* **Texto de lectura**
De la pantalla al museo

Anatxu Zabalbeascoa

Una mujer desnuda repasa su pelo negro con un peine y un cepillo a la vez. Se peina. Se peina. Pasan los minutos y comienza a cepillarse con más fuerza. Más rápido. Se recoge el pelo con las manos. Se lo suelta. Vuelve a cepillárselo. De vez en cuando, con rabia, exclama: "Art must be beautiful. I must be beautiful!" ("¡El arte debe ser bello. Yo debo ser bella!"). Y continúa peinándose durante algo más de quince minutos. Luego el vídeo vuelve a comenzar.

La mujer de la pantalla, la artista serbia Marina Abramovic, se grabó a sí misma en 1975. Con sus obras hacía públicas las cuestiones que preocupaban a la mayoría de las mujeres. Y eligió el medio audiovisual para ser escuchada, observada, para llegar a más gente.

* **Instrucciones y requisitos**
Continúa el texto sobre el vídeo de Marina Abramovic a partir de su última oración.

* **Datos mostrados**
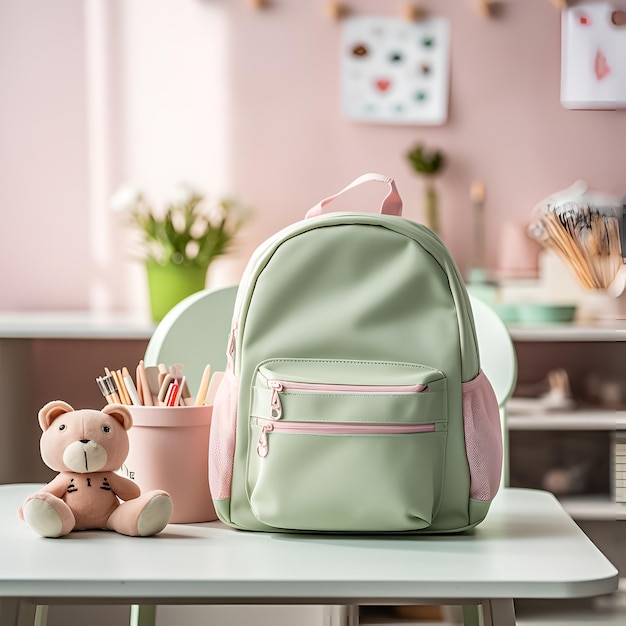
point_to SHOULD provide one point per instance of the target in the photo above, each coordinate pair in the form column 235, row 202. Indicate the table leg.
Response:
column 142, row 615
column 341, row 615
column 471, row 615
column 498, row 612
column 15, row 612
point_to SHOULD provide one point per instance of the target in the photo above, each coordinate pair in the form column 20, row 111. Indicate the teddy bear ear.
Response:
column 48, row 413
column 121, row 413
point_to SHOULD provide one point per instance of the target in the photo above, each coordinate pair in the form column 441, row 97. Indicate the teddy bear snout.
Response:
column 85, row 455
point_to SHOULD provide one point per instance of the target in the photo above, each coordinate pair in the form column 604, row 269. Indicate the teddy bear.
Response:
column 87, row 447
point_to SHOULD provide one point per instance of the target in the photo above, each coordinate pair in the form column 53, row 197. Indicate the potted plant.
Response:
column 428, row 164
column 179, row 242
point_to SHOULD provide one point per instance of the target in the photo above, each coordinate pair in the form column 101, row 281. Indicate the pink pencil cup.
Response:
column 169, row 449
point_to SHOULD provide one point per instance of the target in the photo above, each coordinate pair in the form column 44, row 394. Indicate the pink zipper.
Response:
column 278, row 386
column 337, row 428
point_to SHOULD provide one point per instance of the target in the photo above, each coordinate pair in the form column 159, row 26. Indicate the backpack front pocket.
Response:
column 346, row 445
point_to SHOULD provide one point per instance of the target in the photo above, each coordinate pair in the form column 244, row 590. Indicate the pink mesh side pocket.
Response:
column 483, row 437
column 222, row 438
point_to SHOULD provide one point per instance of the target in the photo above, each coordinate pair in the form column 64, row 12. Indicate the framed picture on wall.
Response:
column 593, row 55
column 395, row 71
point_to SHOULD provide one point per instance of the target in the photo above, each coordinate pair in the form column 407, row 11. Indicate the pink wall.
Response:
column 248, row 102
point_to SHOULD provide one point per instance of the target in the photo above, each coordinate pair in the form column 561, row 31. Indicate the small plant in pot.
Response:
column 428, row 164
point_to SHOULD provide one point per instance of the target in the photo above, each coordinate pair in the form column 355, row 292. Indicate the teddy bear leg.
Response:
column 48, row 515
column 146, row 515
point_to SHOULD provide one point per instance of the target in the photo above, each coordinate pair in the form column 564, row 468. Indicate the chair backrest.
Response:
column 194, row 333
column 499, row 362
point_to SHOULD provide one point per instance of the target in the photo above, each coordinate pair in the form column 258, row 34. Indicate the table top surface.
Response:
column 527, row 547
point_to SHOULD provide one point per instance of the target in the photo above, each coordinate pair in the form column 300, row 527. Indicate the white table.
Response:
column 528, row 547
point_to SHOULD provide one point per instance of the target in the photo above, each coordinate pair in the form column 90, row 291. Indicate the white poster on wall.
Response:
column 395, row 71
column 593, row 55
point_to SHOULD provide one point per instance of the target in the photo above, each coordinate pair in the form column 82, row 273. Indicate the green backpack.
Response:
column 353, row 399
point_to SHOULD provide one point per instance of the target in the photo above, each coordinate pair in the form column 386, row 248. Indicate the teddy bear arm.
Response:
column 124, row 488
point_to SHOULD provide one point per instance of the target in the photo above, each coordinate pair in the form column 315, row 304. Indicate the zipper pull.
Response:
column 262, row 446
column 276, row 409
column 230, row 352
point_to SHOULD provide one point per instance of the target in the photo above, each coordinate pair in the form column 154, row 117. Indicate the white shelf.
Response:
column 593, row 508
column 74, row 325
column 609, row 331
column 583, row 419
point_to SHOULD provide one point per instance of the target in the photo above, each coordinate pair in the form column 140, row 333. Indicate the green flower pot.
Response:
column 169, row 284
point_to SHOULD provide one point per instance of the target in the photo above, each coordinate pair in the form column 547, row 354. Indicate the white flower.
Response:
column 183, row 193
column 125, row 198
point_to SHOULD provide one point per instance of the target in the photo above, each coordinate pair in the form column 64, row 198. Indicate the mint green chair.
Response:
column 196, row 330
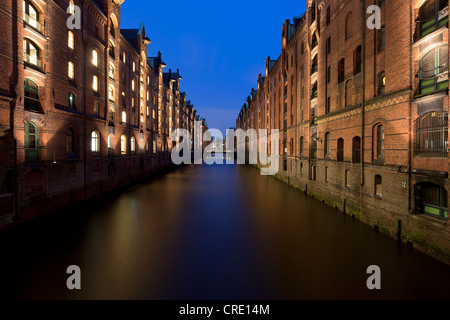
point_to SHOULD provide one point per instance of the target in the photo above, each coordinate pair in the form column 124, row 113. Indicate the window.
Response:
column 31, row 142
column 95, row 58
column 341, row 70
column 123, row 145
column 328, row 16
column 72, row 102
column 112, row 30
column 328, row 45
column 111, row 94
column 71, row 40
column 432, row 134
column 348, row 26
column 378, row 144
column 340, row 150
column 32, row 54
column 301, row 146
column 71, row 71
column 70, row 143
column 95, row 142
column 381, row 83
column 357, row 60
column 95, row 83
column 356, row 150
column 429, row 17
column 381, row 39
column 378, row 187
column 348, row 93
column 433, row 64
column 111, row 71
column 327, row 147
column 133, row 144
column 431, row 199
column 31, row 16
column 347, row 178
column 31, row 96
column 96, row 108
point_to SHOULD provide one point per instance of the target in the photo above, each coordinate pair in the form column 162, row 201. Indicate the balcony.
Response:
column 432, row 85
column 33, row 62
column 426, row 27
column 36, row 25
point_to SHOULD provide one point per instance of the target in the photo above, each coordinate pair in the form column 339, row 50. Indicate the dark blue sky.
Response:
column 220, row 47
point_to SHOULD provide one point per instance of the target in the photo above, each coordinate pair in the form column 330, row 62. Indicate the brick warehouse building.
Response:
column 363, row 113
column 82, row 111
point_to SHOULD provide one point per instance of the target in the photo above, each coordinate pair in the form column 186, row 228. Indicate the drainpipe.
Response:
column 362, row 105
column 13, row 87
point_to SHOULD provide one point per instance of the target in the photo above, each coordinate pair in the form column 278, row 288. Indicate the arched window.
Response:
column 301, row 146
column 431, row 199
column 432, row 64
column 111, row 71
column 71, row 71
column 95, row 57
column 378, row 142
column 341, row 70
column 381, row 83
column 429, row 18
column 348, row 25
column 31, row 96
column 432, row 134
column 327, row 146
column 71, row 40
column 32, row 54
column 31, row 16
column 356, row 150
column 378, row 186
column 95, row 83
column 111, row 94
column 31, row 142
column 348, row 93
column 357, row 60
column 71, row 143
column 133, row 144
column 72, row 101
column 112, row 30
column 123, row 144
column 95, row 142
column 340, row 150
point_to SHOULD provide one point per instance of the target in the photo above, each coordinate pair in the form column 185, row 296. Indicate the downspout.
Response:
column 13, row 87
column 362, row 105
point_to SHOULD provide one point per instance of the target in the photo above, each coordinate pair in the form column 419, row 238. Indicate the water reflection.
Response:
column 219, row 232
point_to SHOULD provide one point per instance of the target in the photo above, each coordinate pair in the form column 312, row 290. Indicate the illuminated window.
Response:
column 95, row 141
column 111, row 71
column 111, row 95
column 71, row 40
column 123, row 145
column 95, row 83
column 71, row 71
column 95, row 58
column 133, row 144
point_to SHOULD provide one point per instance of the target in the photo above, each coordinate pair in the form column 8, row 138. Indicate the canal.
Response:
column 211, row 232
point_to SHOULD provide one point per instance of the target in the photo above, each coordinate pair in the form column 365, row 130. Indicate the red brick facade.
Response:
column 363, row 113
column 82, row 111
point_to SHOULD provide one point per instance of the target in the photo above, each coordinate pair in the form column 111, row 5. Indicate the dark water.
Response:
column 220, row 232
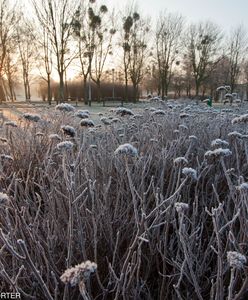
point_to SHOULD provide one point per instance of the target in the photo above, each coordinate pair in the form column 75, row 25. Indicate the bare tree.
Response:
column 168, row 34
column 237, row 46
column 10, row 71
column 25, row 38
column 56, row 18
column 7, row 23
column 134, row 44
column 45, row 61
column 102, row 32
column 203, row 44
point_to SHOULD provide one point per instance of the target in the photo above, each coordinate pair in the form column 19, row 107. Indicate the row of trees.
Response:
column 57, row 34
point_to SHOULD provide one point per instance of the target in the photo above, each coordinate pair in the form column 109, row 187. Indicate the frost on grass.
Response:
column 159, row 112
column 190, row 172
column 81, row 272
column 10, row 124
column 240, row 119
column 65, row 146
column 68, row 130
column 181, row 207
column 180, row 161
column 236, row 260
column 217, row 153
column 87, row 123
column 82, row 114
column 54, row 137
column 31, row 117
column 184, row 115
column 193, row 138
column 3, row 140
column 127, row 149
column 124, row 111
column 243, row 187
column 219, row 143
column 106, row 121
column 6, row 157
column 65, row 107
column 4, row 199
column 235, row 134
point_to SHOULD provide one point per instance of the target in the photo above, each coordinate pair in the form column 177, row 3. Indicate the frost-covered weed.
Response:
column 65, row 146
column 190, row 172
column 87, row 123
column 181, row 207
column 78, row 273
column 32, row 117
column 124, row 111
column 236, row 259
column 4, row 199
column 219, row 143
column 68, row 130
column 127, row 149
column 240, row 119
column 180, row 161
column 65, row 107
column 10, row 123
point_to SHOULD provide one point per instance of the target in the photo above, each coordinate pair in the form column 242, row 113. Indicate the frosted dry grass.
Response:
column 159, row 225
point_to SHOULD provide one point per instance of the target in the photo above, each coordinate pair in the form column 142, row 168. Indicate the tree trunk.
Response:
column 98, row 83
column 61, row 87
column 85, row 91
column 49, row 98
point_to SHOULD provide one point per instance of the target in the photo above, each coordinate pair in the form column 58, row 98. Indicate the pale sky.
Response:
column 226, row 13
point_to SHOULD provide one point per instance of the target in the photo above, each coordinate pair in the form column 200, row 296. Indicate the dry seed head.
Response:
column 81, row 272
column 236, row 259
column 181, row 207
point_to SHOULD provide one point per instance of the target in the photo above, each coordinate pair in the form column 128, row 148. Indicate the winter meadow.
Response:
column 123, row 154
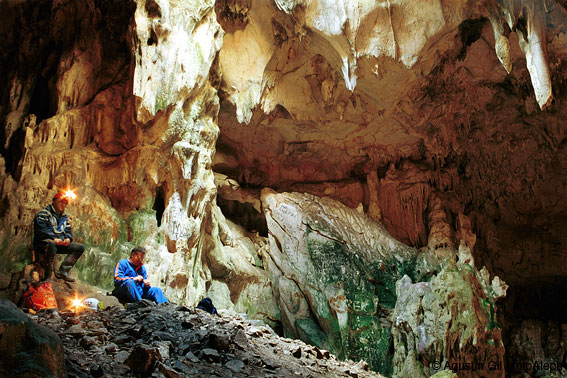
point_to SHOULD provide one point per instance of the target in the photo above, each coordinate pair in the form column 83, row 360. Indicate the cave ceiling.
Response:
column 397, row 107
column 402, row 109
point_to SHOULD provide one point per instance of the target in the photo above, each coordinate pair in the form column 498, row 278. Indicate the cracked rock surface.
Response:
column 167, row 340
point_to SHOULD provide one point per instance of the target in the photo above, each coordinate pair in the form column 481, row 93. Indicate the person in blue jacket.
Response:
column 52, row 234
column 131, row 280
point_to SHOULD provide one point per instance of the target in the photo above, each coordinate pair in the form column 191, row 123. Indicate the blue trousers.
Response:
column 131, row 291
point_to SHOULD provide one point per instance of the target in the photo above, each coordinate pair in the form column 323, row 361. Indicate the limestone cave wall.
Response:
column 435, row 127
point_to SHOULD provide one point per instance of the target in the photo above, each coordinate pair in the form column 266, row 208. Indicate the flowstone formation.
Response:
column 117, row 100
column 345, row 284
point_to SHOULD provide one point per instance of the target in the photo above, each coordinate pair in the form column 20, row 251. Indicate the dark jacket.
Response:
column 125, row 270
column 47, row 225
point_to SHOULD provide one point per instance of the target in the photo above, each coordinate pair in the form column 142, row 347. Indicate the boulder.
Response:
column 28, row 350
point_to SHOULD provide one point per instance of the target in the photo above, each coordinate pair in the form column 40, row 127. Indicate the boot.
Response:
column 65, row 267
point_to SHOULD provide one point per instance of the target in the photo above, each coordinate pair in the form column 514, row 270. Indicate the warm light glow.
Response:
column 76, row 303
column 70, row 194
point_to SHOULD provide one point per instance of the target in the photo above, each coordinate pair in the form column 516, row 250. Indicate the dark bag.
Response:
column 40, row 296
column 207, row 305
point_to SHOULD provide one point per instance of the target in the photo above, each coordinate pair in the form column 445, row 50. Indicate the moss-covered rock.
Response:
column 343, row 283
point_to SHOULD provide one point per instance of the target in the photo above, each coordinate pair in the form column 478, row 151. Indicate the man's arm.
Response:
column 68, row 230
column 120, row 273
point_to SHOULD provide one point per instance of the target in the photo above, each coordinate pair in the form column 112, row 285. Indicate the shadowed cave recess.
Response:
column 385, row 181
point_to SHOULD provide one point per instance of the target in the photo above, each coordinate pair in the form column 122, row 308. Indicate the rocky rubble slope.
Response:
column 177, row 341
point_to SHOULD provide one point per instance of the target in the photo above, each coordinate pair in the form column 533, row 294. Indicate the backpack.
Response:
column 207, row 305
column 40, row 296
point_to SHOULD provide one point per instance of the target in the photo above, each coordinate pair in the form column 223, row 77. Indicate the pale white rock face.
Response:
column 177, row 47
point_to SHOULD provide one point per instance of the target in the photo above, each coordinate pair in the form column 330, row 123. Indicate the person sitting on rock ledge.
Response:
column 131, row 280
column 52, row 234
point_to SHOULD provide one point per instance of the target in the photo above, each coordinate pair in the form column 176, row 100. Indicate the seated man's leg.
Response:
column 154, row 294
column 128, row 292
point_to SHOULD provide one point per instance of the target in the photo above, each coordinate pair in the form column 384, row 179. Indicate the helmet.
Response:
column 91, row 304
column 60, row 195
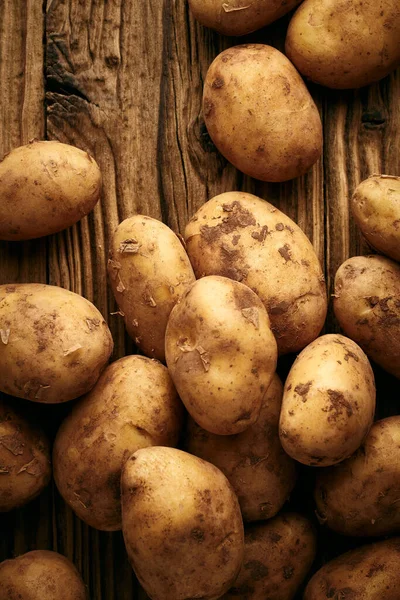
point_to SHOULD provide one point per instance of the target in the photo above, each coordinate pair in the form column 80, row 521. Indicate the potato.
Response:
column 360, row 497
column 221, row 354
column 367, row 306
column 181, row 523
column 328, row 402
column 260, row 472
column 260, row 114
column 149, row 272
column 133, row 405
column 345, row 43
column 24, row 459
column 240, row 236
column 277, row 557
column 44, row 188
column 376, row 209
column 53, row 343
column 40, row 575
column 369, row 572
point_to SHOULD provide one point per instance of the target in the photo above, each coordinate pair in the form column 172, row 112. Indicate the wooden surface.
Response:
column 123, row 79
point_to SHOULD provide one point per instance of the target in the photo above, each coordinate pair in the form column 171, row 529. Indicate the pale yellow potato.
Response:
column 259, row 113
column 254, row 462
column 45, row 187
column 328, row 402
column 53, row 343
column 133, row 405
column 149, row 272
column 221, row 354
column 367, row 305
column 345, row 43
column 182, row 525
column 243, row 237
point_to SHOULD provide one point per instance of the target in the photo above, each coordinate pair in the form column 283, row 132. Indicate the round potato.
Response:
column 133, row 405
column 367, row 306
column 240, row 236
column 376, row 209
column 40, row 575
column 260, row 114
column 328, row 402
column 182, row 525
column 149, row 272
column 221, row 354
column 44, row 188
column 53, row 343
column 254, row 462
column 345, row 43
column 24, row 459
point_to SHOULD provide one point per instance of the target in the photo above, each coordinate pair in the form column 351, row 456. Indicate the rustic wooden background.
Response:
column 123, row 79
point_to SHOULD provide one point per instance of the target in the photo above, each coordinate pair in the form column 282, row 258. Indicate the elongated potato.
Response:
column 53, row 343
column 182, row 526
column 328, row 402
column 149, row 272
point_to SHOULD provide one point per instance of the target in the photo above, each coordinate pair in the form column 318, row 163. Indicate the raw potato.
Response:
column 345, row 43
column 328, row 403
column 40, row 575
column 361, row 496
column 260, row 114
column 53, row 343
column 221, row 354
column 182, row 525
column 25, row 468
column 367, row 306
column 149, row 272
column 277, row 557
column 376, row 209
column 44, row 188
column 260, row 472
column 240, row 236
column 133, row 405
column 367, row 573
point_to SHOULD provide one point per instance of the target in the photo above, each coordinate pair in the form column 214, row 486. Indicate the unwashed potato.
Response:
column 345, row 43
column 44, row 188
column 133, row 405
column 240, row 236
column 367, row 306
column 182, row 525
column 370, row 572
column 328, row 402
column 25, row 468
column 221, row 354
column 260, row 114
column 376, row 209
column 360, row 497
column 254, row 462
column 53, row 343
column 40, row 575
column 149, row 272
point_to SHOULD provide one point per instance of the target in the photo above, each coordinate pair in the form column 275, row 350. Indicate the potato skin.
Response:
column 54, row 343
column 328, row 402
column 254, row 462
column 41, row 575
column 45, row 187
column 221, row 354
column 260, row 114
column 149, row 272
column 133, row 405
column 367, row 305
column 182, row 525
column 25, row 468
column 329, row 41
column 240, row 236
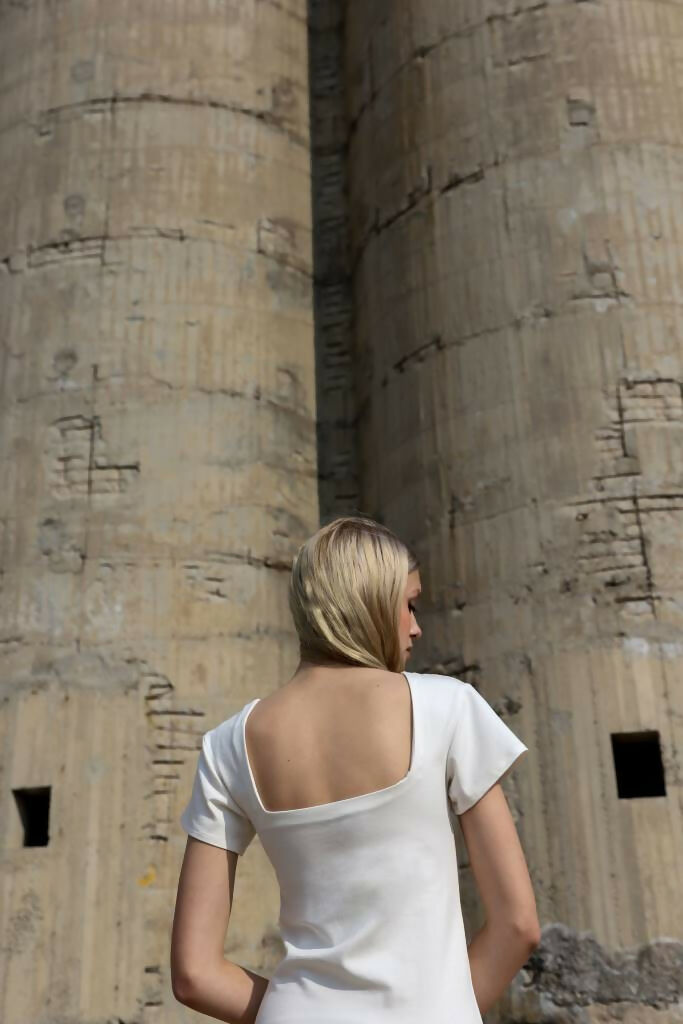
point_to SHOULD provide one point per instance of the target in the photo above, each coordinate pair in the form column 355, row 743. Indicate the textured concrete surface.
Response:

* **Resultado del ejercicio**
Cuando Abramovic empezó a cepillar sus cabellos, el videoarte tenía ya 10 años de vida. Ahora, tras cuatro décadas de su irrupción en la historia, las reivindicaciones son otras. Aunque desde hace 10 años sea el medio del presente. Perdido el miedo a la tecnificación del arte y con un acceso fácil a la tecnología digital, el vídeo ha conseguido instalarse en los museos sin perder su aire transgresor.

En muchos de los estudios de los artistas, los antiguos lienzos son hoy pantallas de televisión. Y aunque un nuevo arte, el digital, amenaza con desbancarlo y empujarlo fuera del podio, el vídeo sigue siendo emergente. Joven. Escapa de clasificaciones. No hay consenso ni para el nombre de la videocreación, el arte del vídeo o el videoarte. ¿Qué ocurrió para que una tecnología acabara convirtiéndose en materia museística?

El coreano Nam June Paik (1932-2006), patriarca que comparte tradicionalmente la paternidad del medio con el alemán Wolf Vostell (1932-1998), declaró que el videoarte constituía la única puerta que la negación conceptual de Marcel Duchamp había dejado abierta. Y se convirtió en videoartista.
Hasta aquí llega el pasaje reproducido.